▸ EXERCISE
Copy out only those lines running from the line with "the child's hand" to the end of the listing, keeping each one exactly as it is.

— begin EXTRACTED ENTRIES —

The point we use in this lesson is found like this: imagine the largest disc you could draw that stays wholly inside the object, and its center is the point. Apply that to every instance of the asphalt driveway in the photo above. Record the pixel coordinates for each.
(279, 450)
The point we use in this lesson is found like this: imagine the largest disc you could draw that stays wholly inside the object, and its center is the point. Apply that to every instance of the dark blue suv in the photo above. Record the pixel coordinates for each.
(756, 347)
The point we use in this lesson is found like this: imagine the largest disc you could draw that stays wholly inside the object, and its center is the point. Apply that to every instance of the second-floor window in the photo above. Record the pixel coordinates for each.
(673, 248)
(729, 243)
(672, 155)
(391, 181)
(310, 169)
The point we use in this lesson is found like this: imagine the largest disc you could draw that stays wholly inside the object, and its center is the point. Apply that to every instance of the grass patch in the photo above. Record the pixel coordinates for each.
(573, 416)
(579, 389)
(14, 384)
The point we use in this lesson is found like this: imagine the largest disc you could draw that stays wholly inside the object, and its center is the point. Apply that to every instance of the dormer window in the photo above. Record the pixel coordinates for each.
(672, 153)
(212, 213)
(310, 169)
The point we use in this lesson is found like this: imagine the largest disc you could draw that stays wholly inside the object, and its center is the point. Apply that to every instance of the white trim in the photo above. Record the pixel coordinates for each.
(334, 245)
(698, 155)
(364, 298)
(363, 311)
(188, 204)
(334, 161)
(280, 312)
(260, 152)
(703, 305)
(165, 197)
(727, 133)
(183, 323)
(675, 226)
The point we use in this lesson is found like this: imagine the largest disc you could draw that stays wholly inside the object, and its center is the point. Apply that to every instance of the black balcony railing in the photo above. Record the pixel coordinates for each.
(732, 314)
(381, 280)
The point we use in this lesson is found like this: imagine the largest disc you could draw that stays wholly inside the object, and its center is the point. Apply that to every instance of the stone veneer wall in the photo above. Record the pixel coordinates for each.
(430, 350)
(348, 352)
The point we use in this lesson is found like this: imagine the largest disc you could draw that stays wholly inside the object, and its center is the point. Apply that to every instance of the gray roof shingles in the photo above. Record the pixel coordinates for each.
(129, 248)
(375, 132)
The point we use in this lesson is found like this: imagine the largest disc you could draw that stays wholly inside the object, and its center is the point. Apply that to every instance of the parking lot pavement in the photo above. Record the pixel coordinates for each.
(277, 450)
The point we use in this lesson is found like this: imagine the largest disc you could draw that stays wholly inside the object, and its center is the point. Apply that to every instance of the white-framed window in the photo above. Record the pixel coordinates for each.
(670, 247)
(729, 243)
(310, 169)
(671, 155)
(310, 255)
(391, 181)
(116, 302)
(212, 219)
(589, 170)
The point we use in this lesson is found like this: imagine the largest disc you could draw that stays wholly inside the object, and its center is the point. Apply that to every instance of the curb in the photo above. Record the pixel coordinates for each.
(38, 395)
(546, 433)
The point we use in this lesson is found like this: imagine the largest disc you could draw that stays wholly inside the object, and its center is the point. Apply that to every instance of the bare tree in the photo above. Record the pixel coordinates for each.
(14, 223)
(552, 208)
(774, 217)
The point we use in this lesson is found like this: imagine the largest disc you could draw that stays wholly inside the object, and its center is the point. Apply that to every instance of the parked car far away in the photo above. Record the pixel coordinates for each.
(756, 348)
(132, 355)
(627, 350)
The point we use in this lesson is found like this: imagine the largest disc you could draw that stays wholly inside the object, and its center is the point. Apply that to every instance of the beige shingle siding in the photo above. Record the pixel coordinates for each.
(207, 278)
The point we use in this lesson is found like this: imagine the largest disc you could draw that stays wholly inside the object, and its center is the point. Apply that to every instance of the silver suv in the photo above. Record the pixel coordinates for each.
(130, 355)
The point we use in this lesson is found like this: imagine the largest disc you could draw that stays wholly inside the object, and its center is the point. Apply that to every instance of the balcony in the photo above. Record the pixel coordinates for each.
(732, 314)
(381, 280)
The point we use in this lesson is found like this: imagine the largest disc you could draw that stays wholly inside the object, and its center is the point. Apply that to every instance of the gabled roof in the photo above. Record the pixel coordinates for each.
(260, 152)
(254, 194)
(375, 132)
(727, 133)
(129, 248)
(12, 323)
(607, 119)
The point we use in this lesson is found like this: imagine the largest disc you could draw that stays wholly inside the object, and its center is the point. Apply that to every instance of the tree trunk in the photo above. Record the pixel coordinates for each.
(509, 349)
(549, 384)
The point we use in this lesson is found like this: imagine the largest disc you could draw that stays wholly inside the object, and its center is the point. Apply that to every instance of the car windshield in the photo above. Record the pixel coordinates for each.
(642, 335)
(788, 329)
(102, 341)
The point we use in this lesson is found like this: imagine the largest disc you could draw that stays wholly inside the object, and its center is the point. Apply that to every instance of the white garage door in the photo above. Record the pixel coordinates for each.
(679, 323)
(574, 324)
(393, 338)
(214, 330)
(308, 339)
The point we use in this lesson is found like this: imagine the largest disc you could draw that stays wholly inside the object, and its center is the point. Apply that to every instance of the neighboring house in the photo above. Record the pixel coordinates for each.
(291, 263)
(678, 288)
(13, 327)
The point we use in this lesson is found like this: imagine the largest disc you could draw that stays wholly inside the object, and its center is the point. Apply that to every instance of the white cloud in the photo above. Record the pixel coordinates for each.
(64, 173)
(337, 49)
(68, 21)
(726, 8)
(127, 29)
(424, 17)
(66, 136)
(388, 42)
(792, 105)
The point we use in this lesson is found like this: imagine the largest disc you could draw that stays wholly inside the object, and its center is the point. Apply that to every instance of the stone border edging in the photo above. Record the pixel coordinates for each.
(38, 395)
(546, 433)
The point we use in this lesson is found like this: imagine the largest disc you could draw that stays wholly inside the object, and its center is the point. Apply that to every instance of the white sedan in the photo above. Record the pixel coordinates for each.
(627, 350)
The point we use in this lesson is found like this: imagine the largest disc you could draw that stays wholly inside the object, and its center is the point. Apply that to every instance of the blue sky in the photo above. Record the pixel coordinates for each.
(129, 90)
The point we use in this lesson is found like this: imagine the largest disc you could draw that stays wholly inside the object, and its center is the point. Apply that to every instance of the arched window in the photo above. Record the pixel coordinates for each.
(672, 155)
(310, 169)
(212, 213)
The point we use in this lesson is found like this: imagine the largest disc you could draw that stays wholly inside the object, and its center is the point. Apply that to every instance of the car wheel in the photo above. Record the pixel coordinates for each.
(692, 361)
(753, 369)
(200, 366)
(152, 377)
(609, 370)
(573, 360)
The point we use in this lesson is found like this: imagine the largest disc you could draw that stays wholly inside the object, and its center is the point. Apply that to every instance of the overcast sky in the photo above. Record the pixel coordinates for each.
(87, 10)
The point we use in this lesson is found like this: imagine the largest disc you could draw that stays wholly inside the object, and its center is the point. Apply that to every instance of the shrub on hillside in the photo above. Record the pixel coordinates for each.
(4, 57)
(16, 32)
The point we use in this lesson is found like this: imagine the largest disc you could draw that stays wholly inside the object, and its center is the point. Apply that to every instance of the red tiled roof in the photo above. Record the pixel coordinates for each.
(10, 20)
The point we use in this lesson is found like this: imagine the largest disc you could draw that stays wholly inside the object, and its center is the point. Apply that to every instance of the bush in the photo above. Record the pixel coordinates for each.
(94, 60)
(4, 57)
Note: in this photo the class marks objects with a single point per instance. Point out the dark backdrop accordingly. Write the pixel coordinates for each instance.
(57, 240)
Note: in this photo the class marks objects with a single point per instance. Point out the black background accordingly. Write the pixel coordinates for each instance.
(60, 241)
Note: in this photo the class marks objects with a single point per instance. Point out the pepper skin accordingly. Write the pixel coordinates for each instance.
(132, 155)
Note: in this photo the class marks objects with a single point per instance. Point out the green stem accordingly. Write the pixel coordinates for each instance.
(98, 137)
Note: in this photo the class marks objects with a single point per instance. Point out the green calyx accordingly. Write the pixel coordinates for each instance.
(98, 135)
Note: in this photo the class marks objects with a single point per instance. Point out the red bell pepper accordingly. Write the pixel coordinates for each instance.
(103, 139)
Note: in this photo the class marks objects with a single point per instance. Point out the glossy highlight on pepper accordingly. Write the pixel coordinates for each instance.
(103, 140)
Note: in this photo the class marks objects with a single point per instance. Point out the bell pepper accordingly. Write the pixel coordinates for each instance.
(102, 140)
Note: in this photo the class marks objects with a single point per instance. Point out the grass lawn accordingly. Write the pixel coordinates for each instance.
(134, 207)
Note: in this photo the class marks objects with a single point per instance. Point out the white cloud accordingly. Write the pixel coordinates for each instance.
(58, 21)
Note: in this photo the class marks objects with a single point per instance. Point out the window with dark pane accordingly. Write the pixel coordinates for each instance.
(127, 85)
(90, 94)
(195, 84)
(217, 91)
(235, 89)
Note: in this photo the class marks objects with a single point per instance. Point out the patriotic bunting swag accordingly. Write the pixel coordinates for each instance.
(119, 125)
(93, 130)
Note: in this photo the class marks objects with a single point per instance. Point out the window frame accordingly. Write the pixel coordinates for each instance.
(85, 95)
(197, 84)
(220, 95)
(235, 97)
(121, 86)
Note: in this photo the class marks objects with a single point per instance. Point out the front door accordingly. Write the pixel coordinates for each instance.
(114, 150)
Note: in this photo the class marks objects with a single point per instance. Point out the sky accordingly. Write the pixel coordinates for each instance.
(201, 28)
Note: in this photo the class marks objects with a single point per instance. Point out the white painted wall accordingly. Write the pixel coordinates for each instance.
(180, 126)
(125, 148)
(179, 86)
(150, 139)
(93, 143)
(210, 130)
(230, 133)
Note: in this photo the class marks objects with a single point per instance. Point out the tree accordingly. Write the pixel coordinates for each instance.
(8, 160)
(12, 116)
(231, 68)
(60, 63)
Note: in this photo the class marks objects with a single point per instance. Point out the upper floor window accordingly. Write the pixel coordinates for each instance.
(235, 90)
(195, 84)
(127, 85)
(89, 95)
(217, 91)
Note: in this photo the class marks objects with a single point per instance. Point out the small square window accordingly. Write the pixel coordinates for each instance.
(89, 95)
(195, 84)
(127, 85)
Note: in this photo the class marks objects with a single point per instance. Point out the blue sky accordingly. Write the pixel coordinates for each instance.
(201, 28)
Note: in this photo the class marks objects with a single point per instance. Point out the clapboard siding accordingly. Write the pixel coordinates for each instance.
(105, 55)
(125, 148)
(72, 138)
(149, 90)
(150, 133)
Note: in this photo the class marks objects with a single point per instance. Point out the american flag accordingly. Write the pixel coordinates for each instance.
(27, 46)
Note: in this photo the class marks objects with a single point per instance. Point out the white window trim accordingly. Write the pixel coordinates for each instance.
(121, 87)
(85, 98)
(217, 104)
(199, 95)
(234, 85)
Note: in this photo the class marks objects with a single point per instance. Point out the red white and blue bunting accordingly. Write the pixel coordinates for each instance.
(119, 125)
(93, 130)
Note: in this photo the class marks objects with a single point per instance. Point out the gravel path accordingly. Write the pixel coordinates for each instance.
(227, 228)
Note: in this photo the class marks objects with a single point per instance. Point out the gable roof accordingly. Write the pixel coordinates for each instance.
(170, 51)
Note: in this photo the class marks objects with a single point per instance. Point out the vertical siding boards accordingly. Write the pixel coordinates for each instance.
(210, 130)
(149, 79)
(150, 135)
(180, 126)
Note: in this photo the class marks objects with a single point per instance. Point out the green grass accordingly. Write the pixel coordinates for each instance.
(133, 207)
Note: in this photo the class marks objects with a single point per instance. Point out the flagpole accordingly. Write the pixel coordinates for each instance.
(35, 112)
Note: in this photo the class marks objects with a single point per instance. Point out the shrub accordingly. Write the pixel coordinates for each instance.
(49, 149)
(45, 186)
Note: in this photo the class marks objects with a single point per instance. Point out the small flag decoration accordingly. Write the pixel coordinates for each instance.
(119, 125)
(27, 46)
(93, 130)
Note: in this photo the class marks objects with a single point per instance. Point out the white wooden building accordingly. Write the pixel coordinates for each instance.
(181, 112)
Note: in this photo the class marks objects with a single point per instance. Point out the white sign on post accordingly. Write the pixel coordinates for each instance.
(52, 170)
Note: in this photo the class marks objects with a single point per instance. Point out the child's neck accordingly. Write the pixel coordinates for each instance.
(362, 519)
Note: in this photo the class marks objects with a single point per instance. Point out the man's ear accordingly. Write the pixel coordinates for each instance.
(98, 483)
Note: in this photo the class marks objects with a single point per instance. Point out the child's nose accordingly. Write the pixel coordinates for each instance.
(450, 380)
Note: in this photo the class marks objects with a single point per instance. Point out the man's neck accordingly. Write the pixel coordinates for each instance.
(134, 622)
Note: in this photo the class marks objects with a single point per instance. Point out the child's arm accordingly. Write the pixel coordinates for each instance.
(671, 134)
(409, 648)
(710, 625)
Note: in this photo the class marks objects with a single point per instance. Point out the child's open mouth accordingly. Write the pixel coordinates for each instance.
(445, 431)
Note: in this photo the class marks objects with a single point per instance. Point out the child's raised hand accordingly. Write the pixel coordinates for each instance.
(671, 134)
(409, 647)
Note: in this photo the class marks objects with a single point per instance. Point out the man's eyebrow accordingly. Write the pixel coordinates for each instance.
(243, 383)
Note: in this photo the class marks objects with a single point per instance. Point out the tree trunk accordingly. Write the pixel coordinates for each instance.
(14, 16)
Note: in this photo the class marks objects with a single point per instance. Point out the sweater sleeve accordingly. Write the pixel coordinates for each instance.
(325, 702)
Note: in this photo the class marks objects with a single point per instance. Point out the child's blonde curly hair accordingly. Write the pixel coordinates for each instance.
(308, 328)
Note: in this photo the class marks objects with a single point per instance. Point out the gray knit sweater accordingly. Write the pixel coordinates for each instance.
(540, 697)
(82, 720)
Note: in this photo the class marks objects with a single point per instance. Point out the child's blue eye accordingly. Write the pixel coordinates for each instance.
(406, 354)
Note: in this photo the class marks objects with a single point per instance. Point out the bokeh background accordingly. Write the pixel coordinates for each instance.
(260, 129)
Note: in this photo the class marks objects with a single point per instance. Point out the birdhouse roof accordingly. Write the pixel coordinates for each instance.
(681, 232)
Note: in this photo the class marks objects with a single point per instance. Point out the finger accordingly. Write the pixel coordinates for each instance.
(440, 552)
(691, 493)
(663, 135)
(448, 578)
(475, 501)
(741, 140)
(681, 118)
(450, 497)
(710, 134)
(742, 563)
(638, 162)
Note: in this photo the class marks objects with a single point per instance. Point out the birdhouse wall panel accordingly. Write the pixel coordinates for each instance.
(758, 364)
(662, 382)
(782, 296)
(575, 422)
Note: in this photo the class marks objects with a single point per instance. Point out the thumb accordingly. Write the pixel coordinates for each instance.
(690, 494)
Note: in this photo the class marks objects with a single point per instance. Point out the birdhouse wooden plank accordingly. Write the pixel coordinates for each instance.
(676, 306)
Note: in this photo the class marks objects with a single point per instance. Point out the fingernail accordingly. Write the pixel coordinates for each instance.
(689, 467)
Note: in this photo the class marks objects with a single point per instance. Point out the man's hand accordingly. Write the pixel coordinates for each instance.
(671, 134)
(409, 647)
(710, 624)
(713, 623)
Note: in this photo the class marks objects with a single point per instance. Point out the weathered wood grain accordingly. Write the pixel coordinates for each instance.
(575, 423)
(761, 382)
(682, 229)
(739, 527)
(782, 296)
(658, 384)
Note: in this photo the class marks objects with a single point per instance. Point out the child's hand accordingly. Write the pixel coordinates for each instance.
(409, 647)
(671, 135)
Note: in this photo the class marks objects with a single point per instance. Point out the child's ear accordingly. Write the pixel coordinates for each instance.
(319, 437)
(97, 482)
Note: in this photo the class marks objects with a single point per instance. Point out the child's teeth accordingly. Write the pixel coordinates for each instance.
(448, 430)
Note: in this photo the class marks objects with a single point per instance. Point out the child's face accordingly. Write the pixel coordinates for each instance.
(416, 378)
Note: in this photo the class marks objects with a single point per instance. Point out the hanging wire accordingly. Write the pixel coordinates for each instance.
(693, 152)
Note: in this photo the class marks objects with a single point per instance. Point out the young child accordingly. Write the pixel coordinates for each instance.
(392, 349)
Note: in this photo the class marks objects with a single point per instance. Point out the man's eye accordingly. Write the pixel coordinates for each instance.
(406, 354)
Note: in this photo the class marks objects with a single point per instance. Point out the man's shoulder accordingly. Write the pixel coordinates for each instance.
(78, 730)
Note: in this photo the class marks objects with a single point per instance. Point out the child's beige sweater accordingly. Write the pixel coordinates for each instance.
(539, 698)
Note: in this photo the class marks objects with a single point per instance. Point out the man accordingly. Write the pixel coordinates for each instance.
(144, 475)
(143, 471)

— end EXTRACTED ENTRIES —

▸ RESULT OF THIS EXERCISE
Note: in this photo the class marks objects with a single point per instance. Point out the child's hand accordingly. Write the pixel coordinates for each instance.
(409, 647)
(671, 135)
Note: in this photo the class marks objects with a single point per instance. Point out the child's ear accordingly. Write the pixel coordinates for each instance.
(319, 437)
(97, 482)
Note: in this photo the class marks objects with a single point per instance. Point out the child's teeth accordingly. Write the pixel coordinates for each instance.
(448, 430)
Note: in this photo the class marks objects with a single point per instance. Point out the child's face accordingly. Write the pixel coordinates for each instance.
(416, 378)
Note: in this photo the class marks objects with a single point per instance. Point out the hanging wire accordingly. Write the pixel coordinates for each instance.
(693, 152)
Note: in this photo the class marks objects with a single point per instance. Point out the young child accordingly. Write the pixel coordinates for each instance.
(392, 349)
Note: in this photo the class marks objects with a single point per instance. Point out the man's eye accordingly. Write the pixel coordinates for each instance.
(406, 354)
Note: in this photo the class marks objects with a single point per instance. Point out the man's shoulder accordingly. Write the pixel coordinates for each instance.
(78, 730)
Note: in this photo the class marks objects with a single point per instance. Point out the child's beige sweater accordingly. Write the pixel coordinates for each instance.
(539, 698)
Note: in this photo the class marks objects with a single point per instance. Point out the man accordingly. Write the pixel coordinates for each instance.
(144, 475)
(143, 471)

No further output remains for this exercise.